Task directions: Pull out each line of the material below that contains the word "wooden", and copy those lines in the order they appear.
>> start Given data
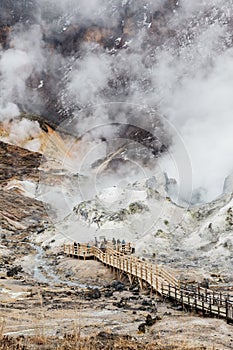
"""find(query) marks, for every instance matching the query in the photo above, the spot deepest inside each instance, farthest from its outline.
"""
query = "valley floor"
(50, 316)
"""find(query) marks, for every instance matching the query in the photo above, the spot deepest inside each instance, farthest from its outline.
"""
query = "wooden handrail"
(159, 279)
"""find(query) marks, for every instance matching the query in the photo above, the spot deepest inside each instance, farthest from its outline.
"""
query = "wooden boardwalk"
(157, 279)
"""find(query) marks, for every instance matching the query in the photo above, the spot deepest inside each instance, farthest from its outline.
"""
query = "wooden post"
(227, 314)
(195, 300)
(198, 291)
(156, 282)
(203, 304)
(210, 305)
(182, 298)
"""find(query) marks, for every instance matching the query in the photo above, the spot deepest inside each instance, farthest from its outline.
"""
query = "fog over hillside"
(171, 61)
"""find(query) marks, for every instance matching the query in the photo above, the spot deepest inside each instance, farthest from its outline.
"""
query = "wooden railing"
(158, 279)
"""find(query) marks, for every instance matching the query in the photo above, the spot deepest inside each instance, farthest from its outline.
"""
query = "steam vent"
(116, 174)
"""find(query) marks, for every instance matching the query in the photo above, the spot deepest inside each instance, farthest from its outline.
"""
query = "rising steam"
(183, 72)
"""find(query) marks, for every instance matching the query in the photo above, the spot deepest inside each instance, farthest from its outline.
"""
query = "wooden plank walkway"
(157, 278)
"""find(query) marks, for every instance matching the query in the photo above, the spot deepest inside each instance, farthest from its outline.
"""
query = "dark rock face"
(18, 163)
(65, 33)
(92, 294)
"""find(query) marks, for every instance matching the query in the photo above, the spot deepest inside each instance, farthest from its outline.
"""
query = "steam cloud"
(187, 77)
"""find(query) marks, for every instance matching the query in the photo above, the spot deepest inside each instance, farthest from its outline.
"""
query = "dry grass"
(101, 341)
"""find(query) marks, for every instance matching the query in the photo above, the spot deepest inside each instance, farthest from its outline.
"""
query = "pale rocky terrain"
>> end Given data
Result of this task:
query = "wooden handrail"
query = "wooden boardwalk"
query = "wooden post"
query = "wooden railing"
query = "wooden plank walkway"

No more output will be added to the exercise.